• [Extract to read]:
※

“[Netflix's] trajectory,” wrote
Sean O'Neal of The AV Club last week, “will make a fascinating
cautionary example for some future business class” and today we got
the next step of that process. What he and I are talking about is the
HBO-ification of Netflix, wherein the streaming video company seems
bent on taking what is unique and interesting about its company and
peel it away, layer by layer, until what is left is the same boring
HBO knockoff cable channel that we already have ten of. Don't believe
me? Reuters has followed up on last week's news that the video
company is planning on switching to a model of 60 percent original
content and 40 percent licensed content by reporting that Netflix's
next move is to shop itself to cable companies in the hopes of being
added to their channel offerings. According to the report, “the
talks could lead to Netflix becoming available as another on-demand
option for cable subscribers through their set-top boxes, according
to three people familiar with the talks.”
What
made Netflix such a cultural force was the simplicity and dazzling
access provided by the service. It was like paying $20 a month and
being given the keys to the video store and the authorization to
watch all the movies and TV shows instantly or, if it wasn't on
there, you could wait a day and get it in the mail. It had all the
perks of piracy (quick, instant access to a massive library of
content) but it actually got your money to the people who made the
content. Now, however, the streaming library has been gutted, the
mail service is dead, CEO Reed Hastings can't throw around the
letters H, B, and O enough, and there's talk of Netflix becoming a
cable channel. What happened?

※

• [Stored data]:

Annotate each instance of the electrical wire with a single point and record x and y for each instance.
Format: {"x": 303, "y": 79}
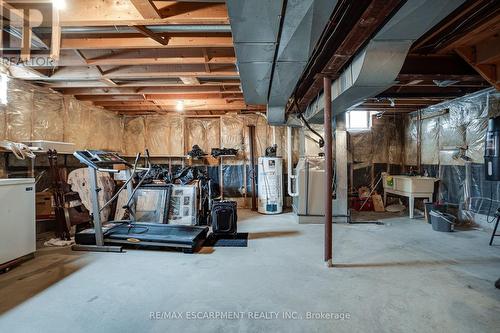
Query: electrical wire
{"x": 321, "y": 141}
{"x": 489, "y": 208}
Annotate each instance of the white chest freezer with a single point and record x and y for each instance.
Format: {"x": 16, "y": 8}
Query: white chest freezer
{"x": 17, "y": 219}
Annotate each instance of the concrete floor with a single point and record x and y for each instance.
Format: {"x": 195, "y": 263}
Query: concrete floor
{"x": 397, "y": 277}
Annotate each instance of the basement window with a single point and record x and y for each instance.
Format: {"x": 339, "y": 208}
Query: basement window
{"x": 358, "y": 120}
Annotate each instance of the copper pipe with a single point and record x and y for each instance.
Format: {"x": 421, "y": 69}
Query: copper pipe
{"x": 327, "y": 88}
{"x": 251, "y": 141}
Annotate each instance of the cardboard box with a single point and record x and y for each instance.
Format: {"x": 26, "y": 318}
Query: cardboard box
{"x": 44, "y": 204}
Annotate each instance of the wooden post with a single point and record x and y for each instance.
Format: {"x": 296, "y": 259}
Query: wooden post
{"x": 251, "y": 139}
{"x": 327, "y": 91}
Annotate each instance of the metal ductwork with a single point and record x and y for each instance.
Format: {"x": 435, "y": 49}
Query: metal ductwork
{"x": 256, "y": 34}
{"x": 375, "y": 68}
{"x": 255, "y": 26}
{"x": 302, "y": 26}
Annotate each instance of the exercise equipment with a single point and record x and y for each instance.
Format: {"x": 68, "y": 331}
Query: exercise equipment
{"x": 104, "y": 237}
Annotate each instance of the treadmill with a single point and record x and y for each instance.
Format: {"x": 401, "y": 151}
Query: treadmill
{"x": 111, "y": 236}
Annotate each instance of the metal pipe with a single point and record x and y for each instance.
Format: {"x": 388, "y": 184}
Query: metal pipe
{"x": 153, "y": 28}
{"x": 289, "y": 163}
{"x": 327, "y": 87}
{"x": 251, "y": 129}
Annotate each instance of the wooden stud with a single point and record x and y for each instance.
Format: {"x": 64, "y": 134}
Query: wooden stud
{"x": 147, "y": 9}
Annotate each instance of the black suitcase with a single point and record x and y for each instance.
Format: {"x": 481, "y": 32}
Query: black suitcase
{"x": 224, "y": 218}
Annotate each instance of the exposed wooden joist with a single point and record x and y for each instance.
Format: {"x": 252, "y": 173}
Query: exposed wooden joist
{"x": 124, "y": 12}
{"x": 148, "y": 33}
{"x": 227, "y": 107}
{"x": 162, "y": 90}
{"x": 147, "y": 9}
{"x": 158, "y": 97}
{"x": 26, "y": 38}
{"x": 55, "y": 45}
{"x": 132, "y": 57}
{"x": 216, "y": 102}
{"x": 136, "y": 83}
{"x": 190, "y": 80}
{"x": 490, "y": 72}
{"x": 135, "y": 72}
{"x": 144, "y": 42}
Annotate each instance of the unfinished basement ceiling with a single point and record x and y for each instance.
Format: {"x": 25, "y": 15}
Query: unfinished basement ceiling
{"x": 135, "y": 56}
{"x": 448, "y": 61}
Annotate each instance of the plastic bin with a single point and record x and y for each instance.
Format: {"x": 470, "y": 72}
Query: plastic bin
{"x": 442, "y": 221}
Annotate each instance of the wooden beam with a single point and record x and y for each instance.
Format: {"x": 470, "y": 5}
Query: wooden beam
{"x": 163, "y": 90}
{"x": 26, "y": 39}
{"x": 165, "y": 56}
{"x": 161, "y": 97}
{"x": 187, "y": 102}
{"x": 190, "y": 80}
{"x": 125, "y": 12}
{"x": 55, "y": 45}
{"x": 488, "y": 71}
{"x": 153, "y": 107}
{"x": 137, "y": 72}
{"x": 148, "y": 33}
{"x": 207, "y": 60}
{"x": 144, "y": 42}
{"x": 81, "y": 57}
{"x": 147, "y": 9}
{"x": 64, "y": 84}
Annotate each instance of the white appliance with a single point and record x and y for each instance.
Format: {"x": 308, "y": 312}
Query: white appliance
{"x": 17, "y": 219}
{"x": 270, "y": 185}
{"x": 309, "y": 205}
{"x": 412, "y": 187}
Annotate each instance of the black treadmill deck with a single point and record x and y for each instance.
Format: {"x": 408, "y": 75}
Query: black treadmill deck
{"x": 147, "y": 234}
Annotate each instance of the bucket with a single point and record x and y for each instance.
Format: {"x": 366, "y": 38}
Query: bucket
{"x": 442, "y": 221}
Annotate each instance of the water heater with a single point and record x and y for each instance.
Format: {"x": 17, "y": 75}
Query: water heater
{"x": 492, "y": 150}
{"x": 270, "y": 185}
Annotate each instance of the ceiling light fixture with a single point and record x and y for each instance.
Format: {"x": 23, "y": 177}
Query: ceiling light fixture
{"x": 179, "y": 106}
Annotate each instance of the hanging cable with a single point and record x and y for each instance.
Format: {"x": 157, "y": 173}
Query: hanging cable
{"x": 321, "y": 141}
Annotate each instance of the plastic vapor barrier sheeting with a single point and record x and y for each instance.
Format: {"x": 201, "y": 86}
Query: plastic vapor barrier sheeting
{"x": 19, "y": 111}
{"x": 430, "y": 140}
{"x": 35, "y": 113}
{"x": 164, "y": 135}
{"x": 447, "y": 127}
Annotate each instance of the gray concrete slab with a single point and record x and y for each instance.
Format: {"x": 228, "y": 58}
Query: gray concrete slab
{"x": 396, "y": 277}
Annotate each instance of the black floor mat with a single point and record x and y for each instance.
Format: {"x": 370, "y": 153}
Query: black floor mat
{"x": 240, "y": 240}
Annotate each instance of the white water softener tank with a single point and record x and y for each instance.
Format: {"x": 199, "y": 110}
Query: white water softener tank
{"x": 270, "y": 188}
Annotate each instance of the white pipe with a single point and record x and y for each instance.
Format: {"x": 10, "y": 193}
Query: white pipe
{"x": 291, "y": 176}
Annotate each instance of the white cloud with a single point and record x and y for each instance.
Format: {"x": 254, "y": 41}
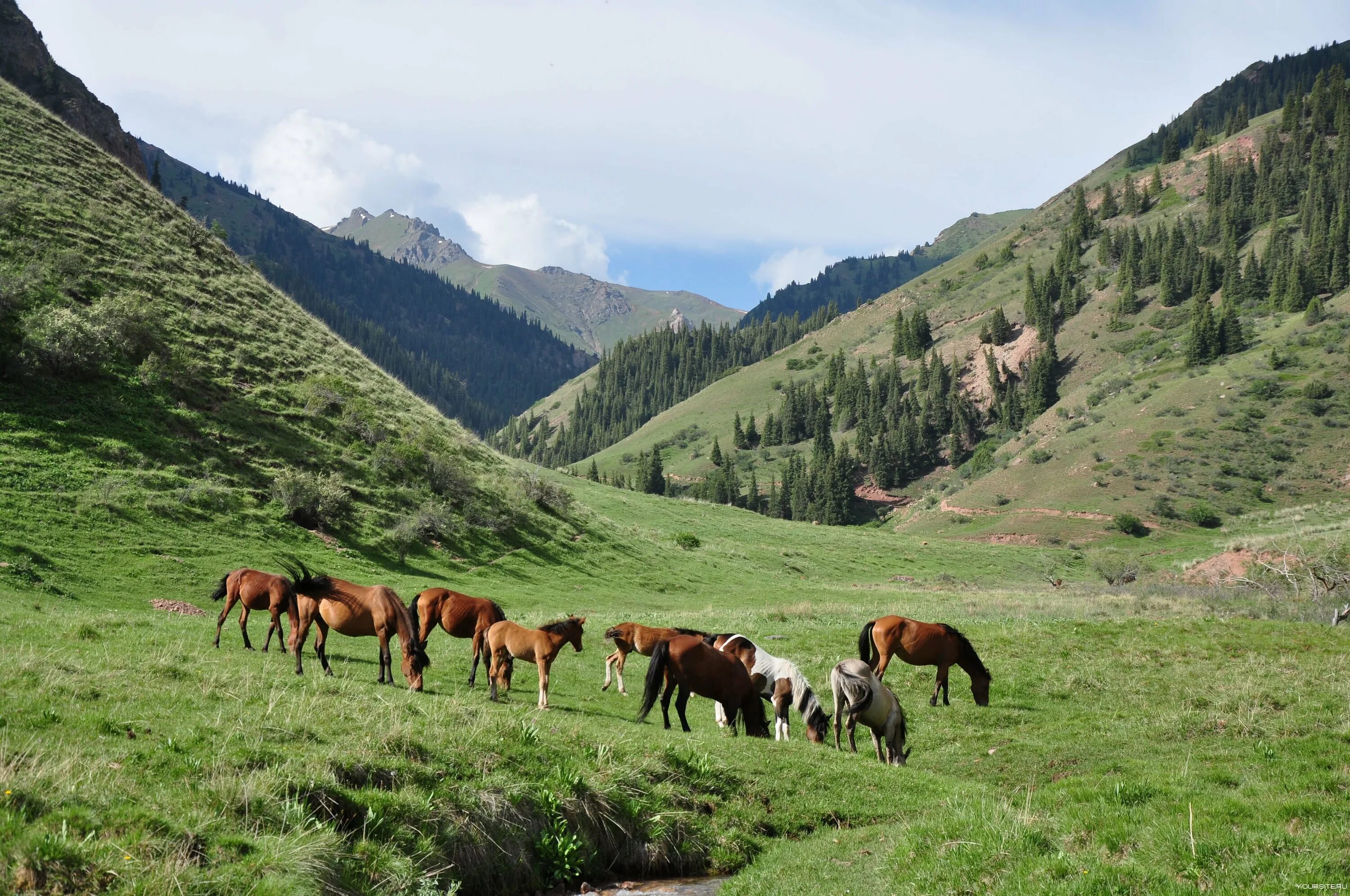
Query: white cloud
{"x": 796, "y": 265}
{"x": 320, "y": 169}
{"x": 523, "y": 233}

※

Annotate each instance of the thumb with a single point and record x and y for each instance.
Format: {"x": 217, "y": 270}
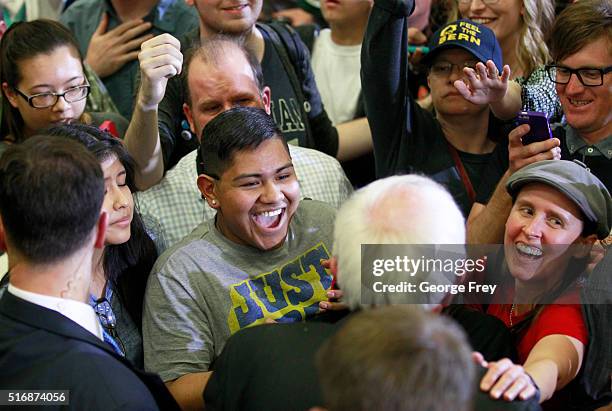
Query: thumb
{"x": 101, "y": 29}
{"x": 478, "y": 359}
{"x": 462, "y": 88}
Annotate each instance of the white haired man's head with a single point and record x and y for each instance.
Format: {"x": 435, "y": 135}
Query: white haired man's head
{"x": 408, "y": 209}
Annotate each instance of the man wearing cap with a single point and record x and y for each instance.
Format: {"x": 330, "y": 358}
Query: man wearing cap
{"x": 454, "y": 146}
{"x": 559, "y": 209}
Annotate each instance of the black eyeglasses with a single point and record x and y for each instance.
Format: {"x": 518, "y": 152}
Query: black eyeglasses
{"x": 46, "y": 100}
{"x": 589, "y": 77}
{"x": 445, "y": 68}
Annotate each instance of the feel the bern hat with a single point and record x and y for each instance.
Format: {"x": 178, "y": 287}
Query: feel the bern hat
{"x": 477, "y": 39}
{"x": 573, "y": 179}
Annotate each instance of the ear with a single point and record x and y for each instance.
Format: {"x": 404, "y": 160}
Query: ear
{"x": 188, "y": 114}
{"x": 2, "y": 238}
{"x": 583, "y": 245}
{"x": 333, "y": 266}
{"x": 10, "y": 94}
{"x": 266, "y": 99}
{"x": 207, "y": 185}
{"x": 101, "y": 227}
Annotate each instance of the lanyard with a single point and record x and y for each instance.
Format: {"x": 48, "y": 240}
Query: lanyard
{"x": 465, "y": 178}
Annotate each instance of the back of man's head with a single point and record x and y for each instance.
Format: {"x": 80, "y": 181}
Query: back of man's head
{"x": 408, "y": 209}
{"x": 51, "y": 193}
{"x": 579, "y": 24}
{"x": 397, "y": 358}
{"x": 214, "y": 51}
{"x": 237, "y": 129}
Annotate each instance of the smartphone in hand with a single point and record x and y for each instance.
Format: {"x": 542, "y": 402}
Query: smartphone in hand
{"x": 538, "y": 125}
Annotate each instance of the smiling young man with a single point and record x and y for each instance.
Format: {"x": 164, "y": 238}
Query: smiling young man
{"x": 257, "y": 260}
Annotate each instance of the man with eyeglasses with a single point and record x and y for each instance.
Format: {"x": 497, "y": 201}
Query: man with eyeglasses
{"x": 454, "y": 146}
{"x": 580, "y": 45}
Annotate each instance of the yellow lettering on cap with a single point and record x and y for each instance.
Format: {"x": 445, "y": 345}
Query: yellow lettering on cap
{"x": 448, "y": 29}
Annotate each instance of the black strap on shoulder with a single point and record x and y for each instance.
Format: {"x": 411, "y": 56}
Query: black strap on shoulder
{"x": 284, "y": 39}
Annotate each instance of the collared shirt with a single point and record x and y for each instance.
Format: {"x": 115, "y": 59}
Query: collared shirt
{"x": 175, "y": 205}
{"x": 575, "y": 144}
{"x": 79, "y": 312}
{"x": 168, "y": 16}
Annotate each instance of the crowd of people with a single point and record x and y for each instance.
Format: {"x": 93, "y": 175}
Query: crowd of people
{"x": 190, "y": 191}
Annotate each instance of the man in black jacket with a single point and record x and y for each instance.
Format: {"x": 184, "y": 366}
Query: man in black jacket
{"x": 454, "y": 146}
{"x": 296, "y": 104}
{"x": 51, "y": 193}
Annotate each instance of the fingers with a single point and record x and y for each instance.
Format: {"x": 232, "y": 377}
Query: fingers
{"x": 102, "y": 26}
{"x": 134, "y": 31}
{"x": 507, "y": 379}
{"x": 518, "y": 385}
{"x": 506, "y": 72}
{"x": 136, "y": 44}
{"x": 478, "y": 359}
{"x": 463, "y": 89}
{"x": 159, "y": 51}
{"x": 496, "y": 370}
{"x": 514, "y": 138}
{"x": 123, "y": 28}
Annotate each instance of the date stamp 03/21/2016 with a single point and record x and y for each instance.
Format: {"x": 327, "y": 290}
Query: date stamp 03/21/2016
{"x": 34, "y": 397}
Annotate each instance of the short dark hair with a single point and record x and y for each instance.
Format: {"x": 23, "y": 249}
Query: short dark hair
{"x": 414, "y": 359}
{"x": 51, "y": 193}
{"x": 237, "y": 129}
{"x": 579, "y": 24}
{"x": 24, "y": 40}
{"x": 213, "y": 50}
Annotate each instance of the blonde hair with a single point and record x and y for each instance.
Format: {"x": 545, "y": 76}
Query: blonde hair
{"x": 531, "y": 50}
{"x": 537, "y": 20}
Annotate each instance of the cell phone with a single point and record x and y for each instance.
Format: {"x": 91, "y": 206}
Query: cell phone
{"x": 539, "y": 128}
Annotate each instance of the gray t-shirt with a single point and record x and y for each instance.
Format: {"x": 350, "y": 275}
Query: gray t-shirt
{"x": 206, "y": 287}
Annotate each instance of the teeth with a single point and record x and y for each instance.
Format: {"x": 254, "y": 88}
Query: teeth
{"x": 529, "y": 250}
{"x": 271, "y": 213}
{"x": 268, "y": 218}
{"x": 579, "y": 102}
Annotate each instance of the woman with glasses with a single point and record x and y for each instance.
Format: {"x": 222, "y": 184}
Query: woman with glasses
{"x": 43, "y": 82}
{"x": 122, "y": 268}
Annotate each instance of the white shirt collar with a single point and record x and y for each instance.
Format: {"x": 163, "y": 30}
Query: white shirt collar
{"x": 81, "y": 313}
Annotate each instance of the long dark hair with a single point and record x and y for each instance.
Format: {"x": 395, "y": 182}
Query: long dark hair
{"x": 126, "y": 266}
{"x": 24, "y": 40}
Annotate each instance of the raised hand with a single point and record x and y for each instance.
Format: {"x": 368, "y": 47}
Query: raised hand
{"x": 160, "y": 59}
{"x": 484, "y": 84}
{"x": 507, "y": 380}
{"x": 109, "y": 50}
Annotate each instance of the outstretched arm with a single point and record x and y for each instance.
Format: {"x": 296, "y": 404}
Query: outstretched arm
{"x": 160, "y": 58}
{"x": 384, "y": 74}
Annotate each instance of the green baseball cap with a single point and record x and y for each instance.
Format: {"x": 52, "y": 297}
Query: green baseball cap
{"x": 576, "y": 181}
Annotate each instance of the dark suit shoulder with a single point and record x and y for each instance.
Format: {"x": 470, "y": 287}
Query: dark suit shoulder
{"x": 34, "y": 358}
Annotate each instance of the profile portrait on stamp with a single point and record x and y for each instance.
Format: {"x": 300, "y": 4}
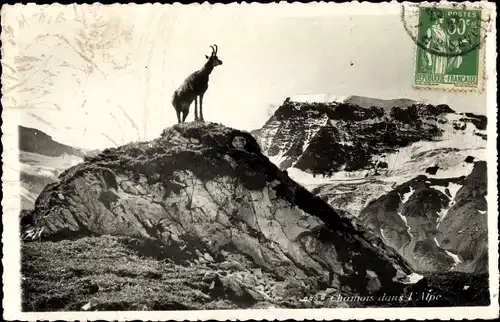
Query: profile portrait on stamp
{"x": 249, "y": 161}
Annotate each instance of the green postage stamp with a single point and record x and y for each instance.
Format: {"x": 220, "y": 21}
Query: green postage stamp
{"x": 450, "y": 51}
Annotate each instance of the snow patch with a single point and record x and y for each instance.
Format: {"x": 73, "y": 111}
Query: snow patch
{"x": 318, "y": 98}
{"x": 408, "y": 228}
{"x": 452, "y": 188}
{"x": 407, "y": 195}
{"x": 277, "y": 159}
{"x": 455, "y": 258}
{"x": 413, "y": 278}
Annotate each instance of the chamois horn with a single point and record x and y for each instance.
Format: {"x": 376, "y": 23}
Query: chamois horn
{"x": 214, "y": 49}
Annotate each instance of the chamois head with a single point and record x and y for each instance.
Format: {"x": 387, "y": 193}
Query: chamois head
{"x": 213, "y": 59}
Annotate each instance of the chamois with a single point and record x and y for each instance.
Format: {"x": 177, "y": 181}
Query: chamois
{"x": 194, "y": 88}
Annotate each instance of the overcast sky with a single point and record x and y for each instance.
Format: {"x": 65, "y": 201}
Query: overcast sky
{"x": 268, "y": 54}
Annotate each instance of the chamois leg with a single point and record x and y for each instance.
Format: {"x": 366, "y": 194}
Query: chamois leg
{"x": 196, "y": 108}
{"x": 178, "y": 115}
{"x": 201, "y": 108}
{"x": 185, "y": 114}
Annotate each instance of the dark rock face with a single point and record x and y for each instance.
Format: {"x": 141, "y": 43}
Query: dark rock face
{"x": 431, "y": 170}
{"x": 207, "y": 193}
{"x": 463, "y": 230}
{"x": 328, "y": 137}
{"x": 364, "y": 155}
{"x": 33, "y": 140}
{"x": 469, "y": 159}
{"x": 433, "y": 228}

※

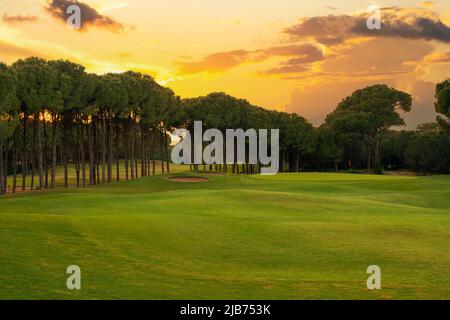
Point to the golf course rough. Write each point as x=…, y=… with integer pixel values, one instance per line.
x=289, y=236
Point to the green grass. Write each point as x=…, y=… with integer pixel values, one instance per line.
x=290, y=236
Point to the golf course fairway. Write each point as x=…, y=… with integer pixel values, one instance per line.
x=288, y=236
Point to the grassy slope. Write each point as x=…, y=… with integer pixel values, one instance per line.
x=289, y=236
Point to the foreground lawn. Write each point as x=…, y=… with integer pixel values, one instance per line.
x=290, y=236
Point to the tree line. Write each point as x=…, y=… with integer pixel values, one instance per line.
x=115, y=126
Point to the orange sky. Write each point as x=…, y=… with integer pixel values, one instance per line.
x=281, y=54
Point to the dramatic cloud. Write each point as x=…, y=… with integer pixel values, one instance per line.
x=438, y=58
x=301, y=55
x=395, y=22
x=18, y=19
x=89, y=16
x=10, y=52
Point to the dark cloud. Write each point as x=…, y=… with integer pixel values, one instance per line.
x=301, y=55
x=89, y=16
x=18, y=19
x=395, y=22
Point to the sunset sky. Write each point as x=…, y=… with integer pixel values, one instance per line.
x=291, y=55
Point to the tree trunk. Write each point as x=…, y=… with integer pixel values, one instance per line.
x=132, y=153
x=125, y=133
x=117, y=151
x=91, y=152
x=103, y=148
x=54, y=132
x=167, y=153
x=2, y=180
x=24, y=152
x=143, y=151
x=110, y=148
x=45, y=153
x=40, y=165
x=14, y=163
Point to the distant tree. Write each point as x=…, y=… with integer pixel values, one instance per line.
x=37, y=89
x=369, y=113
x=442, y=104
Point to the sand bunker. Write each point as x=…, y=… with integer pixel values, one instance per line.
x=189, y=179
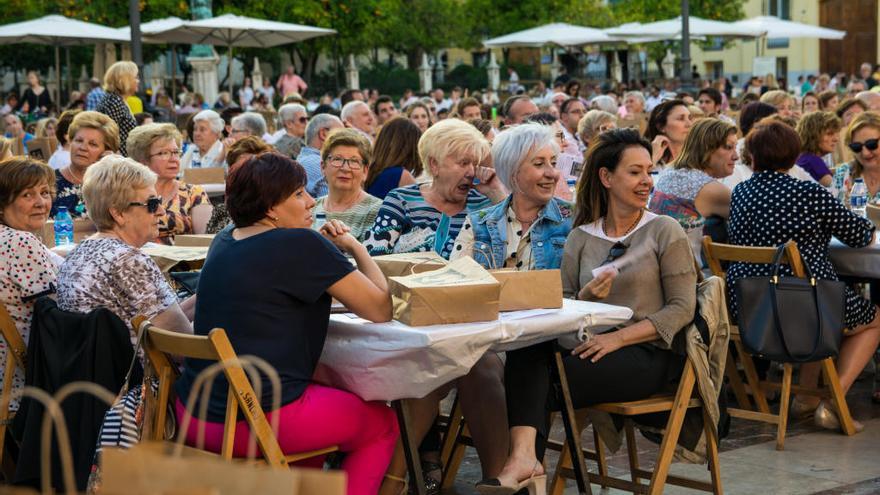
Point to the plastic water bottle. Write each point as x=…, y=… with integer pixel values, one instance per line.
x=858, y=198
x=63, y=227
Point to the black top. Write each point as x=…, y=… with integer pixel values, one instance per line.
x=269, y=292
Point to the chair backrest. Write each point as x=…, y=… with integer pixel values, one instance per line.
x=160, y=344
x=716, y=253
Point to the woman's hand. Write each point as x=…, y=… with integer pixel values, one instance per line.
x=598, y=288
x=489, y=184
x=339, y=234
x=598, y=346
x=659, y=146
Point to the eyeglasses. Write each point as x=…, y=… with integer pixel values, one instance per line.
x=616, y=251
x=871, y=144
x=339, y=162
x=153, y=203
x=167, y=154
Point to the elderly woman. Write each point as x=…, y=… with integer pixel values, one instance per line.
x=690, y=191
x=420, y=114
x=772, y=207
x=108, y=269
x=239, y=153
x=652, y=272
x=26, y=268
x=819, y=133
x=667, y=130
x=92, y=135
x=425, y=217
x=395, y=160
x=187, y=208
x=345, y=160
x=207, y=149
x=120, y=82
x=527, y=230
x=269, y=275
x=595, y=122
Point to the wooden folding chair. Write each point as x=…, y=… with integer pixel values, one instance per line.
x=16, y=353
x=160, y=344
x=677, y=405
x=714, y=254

※

• [Given problem 1]: Name every company or publication mentioned in the Netflix commentary.
• [Given problem 2]: Carry on the Netflix commentary from the point where the text stops.
The listing isn't needed for any of this work.

• [Task output 1]: Netflix, The AV Club, HBO, Reuters

• [Task output 2]:
My
father taught me that at the end of every mystery is money and, not
surprisingly, that's pretty much the case here. When Netflix first
signed the deals with movie studios and TV networks to stream and
mail their products, streaming was a mere lark, a throw-in that
Netflix paid very little to get. Now why, in 2005 or 6, when
torrenting was already gaining speed and it was clear that bandwith
and Internet speed was only going to increase, no one seemed to
understand that instant streaming would become more popular is a
mystery to me. But whatever the case, no one foresaw the explosion in
popularity instant streaming would provide and so, when the deals
came up, the content providers started charging an arm and a leg and
Netflix clearly decided that their model would not be sustainable and
made adjustments.
But
what I don't get is why Netflix has decided to go to war with the
content makers, the HBOs and movie studios of the world, and align
itself with the people whom they were already poisted to takeout: the
providers like Time Warner and Comcast. That question, I think, will
be the one that haunts Netflix, no matter where they go from here. As
streaming decentralizes and consumers like you and me have to go to
dozens of different places to watch what we want, one can't help but
look at Netflix and wonder about missed opportunities. Why would a
company that could have been the next Facebook decide to be the next
Showtime instead?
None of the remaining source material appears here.